======== Text provided ========
From:        Michael Wall <[hidden email]>
To:        [hidden email]
Date:        23/05/2017 17:20
Subject:        Re: empty tablet direcoties on HDFS




Was your cluster with the batch writer done spitting and moving data?  That is a lot of splits that got generated.  When a tablet is split, the files are inspected and potentially assigned to both new tablets.  Compacting that range will rewrite the data into files for each tablet so rfiles contain only data for their range.  Dave is suggesting a compaction for that reason, as it will re"distribute" the data in the rfiles.  Eventually, it should get to the same state you saw with the bulk import test.  For the batch writer test and the 3 tablets with all the data, what does inspecting the rfile show you about the range of data in those?

Did you create 3 splits when you bulk imported?  Or did you create the 1.01 splits?

On Tue, May 23, 2017 at 8:51 AM Massimilian Mattetti <MASSIMIL@...> wrote:
Sorry Dave, but I don't get what you mean by "get distributed". Running a compaction from the shell will create one file per tablet, there is no data repartitioning involved in this process.




From:        
Dave Marion <dlmarion@...>
To:        
user@...
Date:        
23/05/2017 15:10
Subject:        
Re: empty tablet direcoties on HDFS




Does the data get distributed if you compact the table?

On May 23, 2017 at 5:04 AM Massimilian Mattetti <MASSIMIL@...> wrote:

Hi all,

I created a table with 3 initial split-points ( I used a sharding mechanism to evenly distribute the data between them) and started ingesting data using the batch writer API. At the end of the ingestion process I got around 1.01K tablets (threshold for splitting was set to 1GB)  for a total of 600GB of space on HDFS ( measured using the command hadoop fs -du -h on the table directory). Digging into the table directory on HDFS I noticed that there are around 700 tablets (directory starting with t-) that are empty, other 300 tablets that have around 1GB or less of data and 3 tablets (default_tablet included) containing 130 GB of data each one.  Is this a normal behavior? (I am working with a cluster of 3 servers running Accumulo 1.8.1).

I ran also another experiment importing the same data on a different table that was configured in the same way of the previous one, but this time using the bulk import. Eventually for this table I did not have empty tablets although most of them contains few MBs, and the final space on HDFS was around 450GB. What can be the reason for such big difference on the space on disk between the batch writer API and bulk import?
Thanks.

Best Regards,
Max


Reply | Threaded
Open this post in threaded view
|

Re: empty tablet direcoties on HDFS

Michael Wall
- I thought about this, so in my case the 3 directories containing 130GB of data (divided among 500 files) are actually holding the data of all the other tablets whose directory are empty. Am I right?

Could be, but you would have to inspect the rfiles and the accumulo metadata table.  When a split happens, the files are not initially moved in hdfs, simply assigned to the tablet.

I am using accumulo rfile-infoto inspect the file but it does not tell me if the file is shared or not among different tablets. Am I missing something?
========
### [Required actions]
1. In the Accumulo thread above, rewrite the paragraph beginning "I created a table with 3 initial split-points" as a short bulleted list that keeps its main facts.
2. According to the Accumulo thread above, what was the final space on HDFS for the table loaded with bulk import?
======== Information given ========
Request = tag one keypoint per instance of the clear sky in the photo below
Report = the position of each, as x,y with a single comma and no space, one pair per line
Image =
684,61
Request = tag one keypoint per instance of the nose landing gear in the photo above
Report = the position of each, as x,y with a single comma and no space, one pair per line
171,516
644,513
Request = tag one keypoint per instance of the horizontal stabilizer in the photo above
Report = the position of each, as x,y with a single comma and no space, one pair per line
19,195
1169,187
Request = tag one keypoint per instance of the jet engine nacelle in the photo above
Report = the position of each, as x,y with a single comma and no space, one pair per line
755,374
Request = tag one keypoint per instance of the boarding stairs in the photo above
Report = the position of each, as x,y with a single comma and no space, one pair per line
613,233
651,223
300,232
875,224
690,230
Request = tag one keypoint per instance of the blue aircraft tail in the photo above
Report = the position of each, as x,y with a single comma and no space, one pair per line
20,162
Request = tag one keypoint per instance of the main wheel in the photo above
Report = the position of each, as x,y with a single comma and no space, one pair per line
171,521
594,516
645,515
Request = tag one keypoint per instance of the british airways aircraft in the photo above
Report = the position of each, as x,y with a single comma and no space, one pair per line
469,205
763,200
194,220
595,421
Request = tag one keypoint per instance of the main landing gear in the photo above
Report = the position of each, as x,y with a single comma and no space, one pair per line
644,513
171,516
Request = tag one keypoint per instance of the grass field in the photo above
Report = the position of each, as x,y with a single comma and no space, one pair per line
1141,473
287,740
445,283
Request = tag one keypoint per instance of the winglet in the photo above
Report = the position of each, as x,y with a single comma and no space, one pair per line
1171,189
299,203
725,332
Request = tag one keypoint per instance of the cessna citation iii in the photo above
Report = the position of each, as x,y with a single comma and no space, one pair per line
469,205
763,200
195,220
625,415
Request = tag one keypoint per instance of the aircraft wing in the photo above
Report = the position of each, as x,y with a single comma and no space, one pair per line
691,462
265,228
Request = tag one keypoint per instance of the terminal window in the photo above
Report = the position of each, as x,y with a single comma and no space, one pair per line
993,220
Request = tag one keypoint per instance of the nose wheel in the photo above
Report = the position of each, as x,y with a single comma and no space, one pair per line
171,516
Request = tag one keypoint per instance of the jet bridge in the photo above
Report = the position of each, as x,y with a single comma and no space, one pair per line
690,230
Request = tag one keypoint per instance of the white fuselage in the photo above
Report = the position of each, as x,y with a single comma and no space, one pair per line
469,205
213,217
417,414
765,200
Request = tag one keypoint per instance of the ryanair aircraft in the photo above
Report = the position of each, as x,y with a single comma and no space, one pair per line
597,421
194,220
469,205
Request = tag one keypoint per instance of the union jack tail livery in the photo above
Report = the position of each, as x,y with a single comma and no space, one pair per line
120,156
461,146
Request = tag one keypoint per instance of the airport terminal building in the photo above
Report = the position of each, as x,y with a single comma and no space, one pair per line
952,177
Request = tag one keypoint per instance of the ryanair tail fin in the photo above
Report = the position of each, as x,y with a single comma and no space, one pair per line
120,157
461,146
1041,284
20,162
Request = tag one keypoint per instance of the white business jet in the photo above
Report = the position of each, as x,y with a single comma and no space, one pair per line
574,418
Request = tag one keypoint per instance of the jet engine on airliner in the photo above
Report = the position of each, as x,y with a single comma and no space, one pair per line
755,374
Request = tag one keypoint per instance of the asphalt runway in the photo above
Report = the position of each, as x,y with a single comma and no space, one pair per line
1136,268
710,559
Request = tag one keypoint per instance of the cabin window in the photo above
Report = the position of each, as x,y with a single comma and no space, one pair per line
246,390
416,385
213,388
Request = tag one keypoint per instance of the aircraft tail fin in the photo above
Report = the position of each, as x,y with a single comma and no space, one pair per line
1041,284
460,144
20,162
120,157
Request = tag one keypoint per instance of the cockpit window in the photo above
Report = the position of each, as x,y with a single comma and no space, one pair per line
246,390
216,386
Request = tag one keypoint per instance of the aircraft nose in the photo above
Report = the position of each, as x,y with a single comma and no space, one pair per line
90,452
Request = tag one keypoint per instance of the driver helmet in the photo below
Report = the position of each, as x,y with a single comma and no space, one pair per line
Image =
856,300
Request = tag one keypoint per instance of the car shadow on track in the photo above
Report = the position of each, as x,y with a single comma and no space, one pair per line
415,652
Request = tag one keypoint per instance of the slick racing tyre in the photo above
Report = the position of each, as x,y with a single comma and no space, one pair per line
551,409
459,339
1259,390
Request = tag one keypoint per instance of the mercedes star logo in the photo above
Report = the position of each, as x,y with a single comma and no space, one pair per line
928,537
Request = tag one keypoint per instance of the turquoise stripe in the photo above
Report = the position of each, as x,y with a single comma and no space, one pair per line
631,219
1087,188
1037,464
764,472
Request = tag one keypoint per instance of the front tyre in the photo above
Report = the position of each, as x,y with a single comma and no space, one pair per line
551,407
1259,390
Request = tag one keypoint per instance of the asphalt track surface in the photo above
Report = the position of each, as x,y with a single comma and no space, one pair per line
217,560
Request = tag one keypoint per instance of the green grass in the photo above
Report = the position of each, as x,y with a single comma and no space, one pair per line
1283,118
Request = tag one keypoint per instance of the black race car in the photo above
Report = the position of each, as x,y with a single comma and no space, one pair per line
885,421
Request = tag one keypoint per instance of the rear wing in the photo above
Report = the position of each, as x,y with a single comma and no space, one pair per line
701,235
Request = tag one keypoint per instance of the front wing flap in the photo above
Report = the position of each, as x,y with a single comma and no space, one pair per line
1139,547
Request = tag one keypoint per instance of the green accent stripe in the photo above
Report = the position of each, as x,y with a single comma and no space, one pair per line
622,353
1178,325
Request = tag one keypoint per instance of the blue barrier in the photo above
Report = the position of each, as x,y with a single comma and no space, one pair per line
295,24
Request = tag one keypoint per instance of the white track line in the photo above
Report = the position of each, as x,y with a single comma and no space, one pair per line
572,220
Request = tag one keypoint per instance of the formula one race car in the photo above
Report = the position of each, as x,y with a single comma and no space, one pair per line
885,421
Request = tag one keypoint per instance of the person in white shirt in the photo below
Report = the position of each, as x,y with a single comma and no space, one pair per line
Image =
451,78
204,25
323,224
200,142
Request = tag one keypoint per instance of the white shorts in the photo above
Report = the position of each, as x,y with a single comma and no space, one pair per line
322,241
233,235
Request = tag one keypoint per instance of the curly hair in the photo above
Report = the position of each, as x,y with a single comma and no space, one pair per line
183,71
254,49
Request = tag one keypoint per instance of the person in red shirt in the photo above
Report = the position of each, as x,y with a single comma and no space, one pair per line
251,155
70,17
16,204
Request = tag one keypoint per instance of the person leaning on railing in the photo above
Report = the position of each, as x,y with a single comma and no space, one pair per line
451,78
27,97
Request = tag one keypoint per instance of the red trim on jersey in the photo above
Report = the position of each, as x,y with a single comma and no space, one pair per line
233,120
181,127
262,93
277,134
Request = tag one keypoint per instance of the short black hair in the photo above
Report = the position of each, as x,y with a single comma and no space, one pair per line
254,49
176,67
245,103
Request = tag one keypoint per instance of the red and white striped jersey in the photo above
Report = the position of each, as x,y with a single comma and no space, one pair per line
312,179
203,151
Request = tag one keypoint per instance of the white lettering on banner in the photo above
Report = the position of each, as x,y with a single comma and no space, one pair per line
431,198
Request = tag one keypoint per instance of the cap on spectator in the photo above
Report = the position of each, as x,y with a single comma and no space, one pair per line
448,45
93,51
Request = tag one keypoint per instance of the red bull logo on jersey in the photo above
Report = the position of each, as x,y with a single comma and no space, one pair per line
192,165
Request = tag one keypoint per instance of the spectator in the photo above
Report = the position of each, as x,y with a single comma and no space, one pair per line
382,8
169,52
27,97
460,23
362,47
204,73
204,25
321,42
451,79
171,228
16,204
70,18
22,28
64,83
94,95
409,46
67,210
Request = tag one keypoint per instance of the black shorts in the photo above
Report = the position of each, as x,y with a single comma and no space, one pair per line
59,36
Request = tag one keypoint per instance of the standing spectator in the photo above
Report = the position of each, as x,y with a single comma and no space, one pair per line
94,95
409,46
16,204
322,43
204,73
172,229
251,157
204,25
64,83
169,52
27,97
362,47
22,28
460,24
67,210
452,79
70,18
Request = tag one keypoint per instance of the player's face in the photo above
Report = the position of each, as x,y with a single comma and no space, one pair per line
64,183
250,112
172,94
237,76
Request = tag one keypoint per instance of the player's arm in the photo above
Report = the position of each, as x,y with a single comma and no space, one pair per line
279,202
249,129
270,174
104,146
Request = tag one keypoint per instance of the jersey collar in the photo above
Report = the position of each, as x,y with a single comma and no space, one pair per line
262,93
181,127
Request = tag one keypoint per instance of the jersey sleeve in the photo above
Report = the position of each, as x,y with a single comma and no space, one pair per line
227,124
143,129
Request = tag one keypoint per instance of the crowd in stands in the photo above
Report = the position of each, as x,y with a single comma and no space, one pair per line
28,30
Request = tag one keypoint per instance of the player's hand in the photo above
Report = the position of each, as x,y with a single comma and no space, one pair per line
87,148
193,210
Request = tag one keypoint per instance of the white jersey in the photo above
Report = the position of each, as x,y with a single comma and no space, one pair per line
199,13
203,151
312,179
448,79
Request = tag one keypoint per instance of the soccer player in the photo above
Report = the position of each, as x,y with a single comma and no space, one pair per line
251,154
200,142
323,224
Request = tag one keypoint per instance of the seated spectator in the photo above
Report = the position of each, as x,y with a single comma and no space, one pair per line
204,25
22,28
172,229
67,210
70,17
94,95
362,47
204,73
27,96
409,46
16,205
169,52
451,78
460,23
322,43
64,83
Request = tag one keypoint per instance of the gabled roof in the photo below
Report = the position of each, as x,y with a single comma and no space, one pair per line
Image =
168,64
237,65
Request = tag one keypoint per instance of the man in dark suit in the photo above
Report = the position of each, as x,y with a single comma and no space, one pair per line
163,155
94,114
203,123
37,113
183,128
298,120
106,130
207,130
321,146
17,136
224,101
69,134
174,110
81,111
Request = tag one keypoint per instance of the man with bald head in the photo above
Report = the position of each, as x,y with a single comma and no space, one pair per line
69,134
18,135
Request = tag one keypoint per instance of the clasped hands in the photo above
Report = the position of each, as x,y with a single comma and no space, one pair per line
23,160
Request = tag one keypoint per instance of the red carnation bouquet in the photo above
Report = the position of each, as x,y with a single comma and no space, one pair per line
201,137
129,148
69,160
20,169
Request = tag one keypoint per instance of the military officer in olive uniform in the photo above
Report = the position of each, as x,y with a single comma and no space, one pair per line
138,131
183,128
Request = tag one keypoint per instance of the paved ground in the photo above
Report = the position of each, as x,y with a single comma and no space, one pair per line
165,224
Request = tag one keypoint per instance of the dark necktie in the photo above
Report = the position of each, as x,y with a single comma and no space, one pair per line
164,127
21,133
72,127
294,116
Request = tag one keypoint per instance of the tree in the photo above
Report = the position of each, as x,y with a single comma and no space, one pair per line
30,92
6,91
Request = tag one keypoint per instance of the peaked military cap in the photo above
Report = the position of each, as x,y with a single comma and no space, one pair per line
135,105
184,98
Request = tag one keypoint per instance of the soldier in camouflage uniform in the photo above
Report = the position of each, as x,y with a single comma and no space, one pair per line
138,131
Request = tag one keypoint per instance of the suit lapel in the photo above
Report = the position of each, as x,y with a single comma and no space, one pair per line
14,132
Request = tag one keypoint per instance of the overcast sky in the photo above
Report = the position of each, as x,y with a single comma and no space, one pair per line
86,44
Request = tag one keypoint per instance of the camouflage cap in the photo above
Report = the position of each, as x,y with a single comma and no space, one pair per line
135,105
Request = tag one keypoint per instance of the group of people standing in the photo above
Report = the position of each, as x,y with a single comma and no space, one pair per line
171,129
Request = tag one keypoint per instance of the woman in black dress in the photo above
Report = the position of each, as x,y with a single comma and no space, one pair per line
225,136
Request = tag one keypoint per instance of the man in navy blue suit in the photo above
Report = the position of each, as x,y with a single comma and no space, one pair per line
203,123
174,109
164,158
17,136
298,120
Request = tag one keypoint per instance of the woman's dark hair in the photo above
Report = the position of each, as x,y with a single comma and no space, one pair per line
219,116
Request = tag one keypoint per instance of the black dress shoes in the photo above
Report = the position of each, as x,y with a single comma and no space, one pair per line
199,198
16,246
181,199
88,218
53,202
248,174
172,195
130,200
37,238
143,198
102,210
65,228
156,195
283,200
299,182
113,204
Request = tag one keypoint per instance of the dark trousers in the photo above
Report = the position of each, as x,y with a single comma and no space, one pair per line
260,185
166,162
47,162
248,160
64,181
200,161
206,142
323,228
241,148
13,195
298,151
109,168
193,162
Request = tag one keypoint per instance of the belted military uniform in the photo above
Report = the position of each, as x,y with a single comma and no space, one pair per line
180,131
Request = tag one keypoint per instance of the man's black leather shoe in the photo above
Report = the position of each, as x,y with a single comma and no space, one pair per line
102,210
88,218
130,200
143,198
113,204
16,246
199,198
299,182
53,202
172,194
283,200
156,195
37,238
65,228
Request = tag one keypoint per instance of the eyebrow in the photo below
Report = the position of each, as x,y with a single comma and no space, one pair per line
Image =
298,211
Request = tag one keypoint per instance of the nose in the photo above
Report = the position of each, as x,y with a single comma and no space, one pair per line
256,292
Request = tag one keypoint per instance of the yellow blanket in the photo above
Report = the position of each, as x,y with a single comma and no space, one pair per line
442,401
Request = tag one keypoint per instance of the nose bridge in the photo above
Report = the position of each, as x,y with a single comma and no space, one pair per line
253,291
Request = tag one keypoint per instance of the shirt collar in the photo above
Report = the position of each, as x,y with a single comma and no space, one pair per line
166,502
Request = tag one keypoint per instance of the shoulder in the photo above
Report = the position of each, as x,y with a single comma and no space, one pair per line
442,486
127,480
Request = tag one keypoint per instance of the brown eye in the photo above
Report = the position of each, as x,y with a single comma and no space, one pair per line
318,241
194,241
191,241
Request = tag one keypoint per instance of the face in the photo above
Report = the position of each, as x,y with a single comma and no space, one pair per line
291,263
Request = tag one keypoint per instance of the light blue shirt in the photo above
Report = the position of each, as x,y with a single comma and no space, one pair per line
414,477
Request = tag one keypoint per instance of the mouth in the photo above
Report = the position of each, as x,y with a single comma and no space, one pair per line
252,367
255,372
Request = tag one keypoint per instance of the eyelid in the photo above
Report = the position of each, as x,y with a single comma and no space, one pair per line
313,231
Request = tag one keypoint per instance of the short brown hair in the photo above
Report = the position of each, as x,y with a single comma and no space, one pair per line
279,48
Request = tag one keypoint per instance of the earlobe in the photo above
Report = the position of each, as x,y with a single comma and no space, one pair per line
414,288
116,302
========
### [Worked solutions]
1.
- The table was created with 3 initial split-points, using sharding to spread data evenly, and data was ingested with the batch writer API.
- Ingestion ended with about 1.01K tablets (split threshold 1GB) and about 600GB on HDFS, measured with hadoop fs -du -h.
- About 700 tablet directories (starting with t-) were empty.
- About 300 tablets held around 1GB or less.
- 3 tablets, including default_tablet, held 130GB each.
- The question was whether this is normal on a 3-server cluster running Accumulo 1.8.1.

2. It was around 450GB.